**ACTIVITY**
Set down exactly, with nothing added, the lines from the one containing "woman's face in the photo above." through the end of the entries.

**DATA TO PROCESS**
========================================================================
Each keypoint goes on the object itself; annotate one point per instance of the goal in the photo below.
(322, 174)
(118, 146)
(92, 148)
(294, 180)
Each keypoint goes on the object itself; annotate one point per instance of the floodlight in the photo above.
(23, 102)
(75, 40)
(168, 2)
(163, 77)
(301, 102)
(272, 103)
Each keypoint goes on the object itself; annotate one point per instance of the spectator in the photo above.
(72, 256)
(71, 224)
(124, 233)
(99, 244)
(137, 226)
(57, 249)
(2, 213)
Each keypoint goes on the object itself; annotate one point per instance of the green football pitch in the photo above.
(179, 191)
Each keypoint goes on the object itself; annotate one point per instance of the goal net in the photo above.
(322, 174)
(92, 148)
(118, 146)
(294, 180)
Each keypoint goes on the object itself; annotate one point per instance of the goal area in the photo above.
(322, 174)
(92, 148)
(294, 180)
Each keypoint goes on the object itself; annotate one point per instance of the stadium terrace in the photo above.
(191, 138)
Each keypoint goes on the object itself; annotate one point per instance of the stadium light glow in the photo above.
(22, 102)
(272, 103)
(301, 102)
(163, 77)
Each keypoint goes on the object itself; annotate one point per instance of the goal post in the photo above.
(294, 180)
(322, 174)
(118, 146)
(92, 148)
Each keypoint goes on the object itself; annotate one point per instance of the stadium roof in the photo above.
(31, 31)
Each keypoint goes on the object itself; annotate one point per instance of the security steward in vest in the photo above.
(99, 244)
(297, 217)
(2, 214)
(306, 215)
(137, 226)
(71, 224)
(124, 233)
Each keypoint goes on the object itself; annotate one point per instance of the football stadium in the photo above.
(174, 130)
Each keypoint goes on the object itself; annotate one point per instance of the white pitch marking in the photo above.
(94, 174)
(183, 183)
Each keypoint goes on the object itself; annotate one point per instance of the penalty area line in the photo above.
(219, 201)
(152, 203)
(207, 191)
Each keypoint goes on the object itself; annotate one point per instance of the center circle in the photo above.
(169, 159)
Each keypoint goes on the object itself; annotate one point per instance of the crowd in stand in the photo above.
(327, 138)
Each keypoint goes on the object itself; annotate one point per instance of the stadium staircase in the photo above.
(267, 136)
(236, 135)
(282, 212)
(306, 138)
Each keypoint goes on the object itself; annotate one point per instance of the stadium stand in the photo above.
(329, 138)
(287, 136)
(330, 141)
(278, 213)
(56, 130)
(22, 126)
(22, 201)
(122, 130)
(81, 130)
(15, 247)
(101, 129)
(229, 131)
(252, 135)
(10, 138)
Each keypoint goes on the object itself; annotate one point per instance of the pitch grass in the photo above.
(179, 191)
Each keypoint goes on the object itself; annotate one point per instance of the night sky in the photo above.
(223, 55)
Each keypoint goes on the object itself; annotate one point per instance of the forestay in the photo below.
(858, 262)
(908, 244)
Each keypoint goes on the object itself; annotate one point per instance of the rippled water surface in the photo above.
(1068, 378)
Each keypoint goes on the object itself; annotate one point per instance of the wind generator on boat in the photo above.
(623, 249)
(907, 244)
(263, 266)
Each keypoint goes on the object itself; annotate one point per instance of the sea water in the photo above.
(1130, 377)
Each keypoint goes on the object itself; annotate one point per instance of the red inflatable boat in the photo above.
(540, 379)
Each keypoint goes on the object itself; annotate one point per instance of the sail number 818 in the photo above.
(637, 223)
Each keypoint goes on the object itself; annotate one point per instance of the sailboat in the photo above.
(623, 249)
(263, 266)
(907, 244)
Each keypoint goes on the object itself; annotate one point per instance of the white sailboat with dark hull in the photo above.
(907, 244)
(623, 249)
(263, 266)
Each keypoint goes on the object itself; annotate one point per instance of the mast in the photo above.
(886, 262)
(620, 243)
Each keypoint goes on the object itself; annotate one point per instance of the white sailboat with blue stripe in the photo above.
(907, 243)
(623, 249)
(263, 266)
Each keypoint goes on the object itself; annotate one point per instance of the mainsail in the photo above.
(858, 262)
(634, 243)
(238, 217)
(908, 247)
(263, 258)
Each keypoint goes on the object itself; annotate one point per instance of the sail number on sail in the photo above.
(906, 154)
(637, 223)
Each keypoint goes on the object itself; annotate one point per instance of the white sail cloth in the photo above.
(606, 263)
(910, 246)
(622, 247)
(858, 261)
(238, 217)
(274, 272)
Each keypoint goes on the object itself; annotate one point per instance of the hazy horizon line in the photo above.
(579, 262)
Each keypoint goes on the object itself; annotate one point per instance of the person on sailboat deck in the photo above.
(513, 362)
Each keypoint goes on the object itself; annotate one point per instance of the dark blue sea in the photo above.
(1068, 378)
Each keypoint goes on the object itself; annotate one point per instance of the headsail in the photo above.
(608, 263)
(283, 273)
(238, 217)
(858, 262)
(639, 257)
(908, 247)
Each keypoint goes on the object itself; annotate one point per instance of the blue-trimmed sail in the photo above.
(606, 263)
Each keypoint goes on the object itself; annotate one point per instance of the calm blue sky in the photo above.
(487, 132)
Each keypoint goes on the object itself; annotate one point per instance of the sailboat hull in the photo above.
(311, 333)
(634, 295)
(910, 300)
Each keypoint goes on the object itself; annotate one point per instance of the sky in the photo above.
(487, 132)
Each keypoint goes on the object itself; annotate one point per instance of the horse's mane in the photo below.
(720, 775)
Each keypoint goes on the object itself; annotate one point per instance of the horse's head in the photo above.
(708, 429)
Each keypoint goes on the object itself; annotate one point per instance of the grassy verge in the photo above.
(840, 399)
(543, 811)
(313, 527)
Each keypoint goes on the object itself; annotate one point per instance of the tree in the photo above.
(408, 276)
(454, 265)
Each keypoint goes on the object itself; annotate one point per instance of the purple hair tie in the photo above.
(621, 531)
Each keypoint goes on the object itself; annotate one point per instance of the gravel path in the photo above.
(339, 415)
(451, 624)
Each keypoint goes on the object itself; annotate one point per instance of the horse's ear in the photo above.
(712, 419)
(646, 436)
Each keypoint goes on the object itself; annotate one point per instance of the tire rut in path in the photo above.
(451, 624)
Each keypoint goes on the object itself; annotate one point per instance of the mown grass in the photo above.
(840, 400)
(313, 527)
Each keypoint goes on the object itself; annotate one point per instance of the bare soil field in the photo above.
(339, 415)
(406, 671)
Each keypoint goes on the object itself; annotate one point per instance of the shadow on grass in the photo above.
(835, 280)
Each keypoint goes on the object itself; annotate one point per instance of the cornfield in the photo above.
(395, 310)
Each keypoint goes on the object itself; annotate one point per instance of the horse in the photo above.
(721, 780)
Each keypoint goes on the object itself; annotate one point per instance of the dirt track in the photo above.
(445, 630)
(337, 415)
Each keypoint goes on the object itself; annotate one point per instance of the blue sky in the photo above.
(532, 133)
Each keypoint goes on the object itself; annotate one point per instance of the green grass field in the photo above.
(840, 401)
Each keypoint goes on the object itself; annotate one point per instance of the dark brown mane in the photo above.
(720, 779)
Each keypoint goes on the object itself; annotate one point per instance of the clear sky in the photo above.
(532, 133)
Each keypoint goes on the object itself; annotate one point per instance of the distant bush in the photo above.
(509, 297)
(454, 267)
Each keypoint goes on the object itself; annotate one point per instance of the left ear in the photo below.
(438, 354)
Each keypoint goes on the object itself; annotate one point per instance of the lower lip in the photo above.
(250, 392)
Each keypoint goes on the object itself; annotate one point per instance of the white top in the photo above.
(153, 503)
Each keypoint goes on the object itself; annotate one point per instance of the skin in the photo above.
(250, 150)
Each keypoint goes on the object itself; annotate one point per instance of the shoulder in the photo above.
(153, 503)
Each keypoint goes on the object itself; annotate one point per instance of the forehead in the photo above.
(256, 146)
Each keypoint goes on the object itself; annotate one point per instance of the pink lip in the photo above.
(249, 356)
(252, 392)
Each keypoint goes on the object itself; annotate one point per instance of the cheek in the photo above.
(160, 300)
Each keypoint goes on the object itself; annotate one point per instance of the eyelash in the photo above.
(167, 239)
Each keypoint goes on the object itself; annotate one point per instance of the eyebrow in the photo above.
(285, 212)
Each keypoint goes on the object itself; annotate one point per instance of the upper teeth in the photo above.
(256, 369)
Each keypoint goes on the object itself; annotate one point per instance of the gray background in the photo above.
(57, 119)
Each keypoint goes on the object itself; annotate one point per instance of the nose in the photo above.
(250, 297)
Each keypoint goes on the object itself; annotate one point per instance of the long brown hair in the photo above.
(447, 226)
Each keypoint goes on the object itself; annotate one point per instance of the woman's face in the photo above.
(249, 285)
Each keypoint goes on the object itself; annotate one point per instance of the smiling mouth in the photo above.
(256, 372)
========================================================================
**YOUR SOLUTION**
Each keypoint goes on the object itself; annotate one point per instance of the woman's face in the photo above.
(249, 285)
Each keypoint goes on the object itself; annotate one point per instance of the smiling mouth in the photo above.
(256, 372)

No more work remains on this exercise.